[DO THIS]
Please reproduce all of the records below word for word.

[INPUT FOR THIS TASK]
====================
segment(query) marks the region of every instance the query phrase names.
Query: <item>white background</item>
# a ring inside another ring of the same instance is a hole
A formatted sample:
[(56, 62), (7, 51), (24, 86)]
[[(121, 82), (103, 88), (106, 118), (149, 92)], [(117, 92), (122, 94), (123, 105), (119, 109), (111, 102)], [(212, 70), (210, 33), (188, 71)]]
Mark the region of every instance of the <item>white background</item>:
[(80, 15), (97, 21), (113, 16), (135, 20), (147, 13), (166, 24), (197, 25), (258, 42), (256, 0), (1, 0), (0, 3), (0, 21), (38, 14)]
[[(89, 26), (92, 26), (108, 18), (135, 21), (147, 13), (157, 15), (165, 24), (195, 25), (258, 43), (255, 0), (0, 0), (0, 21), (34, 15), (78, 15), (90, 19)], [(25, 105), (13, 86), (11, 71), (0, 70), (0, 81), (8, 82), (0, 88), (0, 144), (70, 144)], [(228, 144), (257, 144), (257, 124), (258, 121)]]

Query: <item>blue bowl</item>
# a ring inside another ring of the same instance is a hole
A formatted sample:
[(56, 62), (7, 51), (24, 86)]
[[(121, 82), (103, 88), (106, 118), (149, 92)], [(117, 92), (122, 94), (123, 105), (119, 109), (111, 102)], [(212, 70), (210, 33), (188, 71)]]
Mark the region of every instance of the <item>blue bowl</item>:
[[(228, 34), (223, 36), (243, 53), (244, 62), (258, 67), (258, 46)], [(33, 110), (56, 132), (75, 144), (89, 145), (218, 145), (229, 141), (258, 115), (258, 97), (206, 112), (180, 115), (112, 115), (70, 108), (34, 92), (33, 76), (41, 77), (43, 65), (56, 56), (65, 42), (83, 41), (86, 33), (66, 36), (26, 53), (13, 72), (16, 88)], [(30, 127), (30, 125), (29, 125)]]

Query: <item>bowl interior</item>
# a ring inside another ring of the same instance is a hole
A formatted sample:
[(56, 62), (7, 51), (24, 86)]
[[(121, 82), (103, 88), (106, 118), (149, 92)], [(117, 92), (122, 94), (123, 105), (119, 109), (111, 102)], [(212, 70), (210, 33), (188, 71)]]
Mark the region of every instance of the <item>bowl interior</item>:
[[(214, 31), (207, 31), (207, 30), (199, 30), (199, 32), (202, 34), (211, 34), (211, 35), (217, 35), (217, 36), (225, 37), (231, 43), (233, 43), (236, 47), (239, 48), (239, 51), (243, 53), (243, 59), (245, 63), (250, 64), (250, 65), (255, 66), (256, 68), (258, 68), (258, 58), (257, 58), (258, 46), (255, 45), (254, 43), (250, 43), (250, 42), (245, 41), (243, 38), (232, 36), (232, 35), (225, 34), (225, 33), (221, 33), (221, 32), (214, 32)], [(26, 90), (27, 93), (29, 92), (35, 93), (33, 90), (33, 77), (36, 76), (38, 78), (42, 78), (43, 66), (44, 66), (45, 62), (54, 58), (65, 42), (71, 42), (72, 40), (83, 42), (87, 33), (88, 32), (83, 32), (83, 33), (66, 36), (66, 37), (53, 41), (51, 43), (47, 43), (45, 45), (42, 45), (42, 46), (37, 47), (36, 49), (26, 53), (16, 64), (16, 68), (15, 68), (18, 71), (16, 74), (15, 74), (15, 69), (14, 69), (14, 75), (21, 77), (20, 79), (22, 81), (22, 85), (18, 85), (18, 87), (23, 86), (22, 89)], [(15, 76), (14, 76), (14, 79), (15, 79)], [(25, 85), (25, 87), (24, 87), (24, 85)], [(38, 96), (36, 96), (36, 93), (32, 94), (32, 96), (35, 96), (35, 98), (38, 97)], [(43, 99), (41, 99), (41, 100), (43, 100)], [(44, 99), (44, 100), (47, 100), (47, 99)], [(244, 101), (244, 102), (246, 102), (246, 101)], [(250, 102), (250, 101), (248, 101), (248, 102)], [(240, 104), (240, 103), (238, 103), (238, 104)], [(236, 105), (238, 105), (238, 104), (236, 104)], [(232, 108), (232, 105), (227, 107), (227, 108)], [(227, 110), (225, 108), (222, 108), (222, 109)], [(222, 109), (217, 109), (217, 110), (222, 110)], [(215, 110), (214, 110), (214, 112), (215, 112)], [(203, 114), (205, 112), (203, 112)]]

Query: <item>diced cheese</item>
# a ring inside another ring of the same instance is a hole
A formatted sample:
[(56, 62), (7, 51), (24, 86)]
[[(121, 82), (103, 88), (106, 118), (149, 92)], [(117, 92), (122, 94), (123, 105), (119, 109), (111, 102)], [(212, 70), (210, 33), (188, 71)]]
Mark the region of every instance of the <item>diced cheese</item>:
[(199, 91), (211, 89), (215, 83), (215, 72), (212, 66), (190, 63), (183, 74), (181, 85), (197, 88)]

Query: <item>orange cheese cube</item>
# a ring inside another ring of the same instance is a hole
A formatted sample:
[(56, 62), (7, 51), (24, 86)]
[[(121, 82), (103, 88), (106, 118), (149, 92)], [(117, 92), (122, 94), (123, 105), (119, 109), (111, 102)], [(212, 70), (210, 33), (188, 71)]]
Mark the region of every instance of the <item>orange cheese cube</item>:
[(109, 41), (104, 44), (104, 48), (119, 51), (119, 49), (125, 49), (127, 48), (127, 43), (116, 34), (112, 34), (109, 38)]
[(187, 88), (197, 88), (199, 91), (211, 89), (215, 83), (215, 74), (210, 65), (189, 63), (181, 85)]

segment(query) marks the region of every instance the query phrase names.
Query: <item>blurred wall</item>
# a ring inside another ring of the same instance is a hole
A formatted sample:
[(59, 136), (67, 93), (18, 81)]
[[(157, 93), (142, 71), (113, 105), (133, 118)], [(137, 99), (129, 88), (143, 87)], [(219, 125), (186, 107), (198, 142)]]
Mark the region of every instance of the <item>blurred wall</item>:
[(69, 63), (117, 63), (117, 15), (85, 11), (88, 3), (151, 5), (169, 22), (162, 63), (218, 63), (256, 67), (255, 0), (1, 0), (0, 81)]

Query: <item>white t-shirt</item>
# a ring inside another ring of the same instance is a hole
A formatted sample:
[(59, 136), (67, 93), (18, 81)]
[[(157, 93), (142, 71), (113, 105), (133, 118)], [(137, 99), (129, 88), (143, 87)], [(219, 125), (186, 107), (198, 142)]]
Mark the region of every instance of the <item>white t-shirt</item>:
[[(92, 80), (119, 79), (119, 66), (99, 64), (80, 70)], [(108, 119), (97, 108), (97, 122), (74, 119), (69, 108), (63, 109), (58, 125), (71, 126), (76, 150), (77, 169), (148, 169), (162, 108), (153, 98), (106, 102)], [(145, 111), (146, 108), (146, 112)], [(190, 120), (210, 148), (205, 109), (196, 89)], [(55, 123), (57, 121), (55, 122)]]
====================
[ANSWER TO THIS PROBLEM]
segment(query) marks the region of every instance the query phrase names.
Query: <item>white background</item>
# a ring inside another ring of the same instance is a hole
A formatted sample:
[(56, 62), (7, 51), (24, 86)]
[[(121, 82), (103, 88), (106, 118), (149, 92)], [(117, 92), (122, 94), (123, 105), (119, 109), (111, 102)], [(212, 70), (210, 33), (188, 71)]]
Mark the region of every instance of the <item>white background</item>:
[(80, 15), (97, 21), (113, 16), (135, 20), (147, 13), (166, 24), (197, 25), (258, 42), (256, 0), (1, 0), (0, 3), (0, 21), (38, 14)]
[[(89, 26), (92, 26), (108, 18), (135, 21), (147, 13), (157, 15), (165, 24), (195, 25), (258, 43), (255, 0), (0, 0), (0, 21), (34, 15), (78, 15), (90, 19)], [(25, 105), (13, 86), (11, 71), (0, 70), (0, 81), (8, 82), (0, 88), (0, 144), (70, 144)], [(228, 144), (257, 144), (257, 124), (258, 121)]]

Query: <item>blue bowl</item>
# a ring inside another ring of the same instance is a hole
A formatted sample:
[(56, 62), (7, 51), (24, 86)]
[[(121, 82), (103, 88), (106, 118), (149, 92)], [(117, 92), (122, 94), (123, 105), (119, 109), (111, 102)], [(212, 70), (210, 33), (188, 71)]]
Mark the region of every instance of the <item>blue bowl</item>:
[[(228, 34), (223, 36), (243, 53), (244, 62), (258, 67), (258, 46)], [(33, 110), (56, 132), (75, 144), (89, 145), (218, 145), (229, 141), (258, 115), (258, 97), (206, 112), (180, 115), (112, 115), (70, 108), (34, 92), (33, 76), (41, 77), (43, 65), (56, 56), (65, 42), (83, 41), (86, 33), (66, 36), (26, 53), (13, 72), (16, 88)], [(30, 127), (30, 125), (29, 125)]]

Query: <item>bowl interior</item>
# a ring inside another ring of the same instance is a hole
A formatted sample:
[(56, 62), (7, 51), (24, 86)]
[[(121, 82), (103, 88), (106, 118), (149, 92)], [(117, 92), (122, 94), (123, 105), (119, 109), (111, 102)], [(212, 70), (210, 33), (188, 71)]]
Mark the region of every instance of the <item>bowl interior</item>:
[[(214, 31), (207, 31), (207, 30), (199, 30), (199, 32), (202, 34), (211, 34), (211, 35), (217, 35), (217, 36), (225, 37), (231, 43), (233, 43), (236, 47), (239, 48), (239, 51), (243, 53), (243, 59), (245, 63), (250, 64), (250, 65), (255, 66), (256, 68), (258, 68), (258, 58), (257, 58), (258, 46), (255, 45), (254, 43), (250, 43), (250, 42), (245, 41), (243, 38), (232, 36), (232, 35), (225, 34), (225, 33), (221, 33), (221, 32), (214, 32)], [(26, 90), (27, 93), (29, 92), (35, 93), (33, 90), (33, 77), (36, 76), (38, 78), (42, 78), (43, 66), (44, 66), (45, 62), (54, 58), (65, 42), (71, 42), (72, 40), (83, 42), (87, 33), (88, 32), (83, 32), (83, 33), (66, 36), (66, 37), (53, 41), (51, 43), (47, 43), (45, 45), (42, 45), (42, 46), (37, 47), (36, 49), (26, 53), (16, 64), (16, 68), (15, 68), (18, 71), (16, 74), (15, 74), (15, 69), (14, 69), (14, 75), (21, 77), (20, 79), (22, 81), (22, 85), (18, 85), (18, 87), (23, 86), (22, 89)], [(15, 76), (14, 76), (14, 79), (15, 79)], [(25, 85), (25, 87), (24, 87), (24, 85)], [(38, 96), (36, 96), (36, 93), (32, 94), (32, 96), (35, 96), (35, 98), (38, 97)], [(43, 99), (41, 99), (41, 100), (43, 100)], [(44, 99), (44, 100), (47, 100), (47, 99)], [(244, 101), (244, 102), (246, 102), (246, 101)], [(250, 102), (250, 101), (248, 101), (248, 102)], [(240, 104), (240, 103), (238, 103), (238, 104)], [(236, 105), (238, 105), (238, 104), (236, 104)], [(232, 108), (232, 105), (227, 107), (227, 108)], [(227, 110), (225, 108), (222, 108), (222, 109)], [(222, 109), (217, 109), (217, 110), (222, 110)], [(215, 110), (214, 110), (214, 112), (215, 112)], [(203, 114), (205, 112), (203, 112)]]

Query: <item>diced cheese</item>
# a ring inside another ring of the same instance is a hole
A formatted sample:
[(56, 62), (7, 51), (24, 86)]
[[(121, 82), (103, 88), (106, 118), (149, 92)], [(117, 92), (122, 94), (123, 105), (119, 109), (111, 102)], [(212, 70), (210, 33), (188, 71)]]
Mark the region of every instance of the <item>diced cheese</item>:
[(199, 91), (211, 89), (215, 83), (215, 72), (212, 66), (190, 63), (183, 74), (181, 85), (197, 88)]

Query: <item>orange cheese cube</item>
# a ring inside another ring of the same instance is a hole
A formatted sample:
[(56, 62), (7, 51), (24, 86)]
[[(121, 82), (103, 88), (106, 118), (149, 92)], [(117, 92), (122, 94), (123, 105), (119, 109), (111, 102)], [(212, 70), (210, 33), (188, 71)]]
Mark the region of every instance of the <item>orange cheese cube</item>:
[(109, 41), (104, 44), (104, 48), (119, 51), (119, 49), (125, 49), (127, 48), (127, 43), (116, 34), (112, 34), (109, 38)]
[(187, 88), (197, 88), (199, 91), (211, 89), (215, 83), (215, 74), (210, 65), (189, 63), (181, 85)]

segment(query) marks the region of every instance the query phrase names.
Query: <item>blurred wall</item>
# a ring inside another ring of the same instance is a hole
A formatted sample:
[(59, 136), (67, 93), (18, 81)]
[[(157, 93), (142, 71), (113, 105), (133, 118)], [(137, 99), (129, 88), (143, 87)], [(219, 125), (186, 107), (198, 142)]]
Mark the region of every instance of the <item>blurred wall</item>:
[(69, 63), (117, 63), (117, 15), (85, 11), (88, 3), (151, 5), (169, 22), (162, 63), (218, 63), (256, 67), (255, 0), (1, 0), (0, 81)]

Query: <item>white t-shirt</item>
# a ring inside another ring of the same instance is a hole
A formatted sample:
[(59, 136), (67, 93), (18, 81)]
[[(157, 93), (142, 71), (113, 105), (133, 118)], [(137, 99), (129, 88), (143, 87)], [(219, 125), (186, 107), (198, 142)]]
Mark the region of every instance of the <item>white t-shirt</item>:
[[(92, 80), (119, 79), (119, 66), (99, 64), (80, 70)], [(108, 119), (97, 108), (97, 122), (74, 119), (69, 108), (63, 109), (58, 125), (71, 126), (76, 150), (77, 169), (148, 169), (162, 108), (153, 98), (106, 102)], [(145, 111), (146, 108), (146, 112)], [(190, 120), (210, 148), (205, 109), (196, 89)], [(55, 123), (57, 121), (55, 122)]]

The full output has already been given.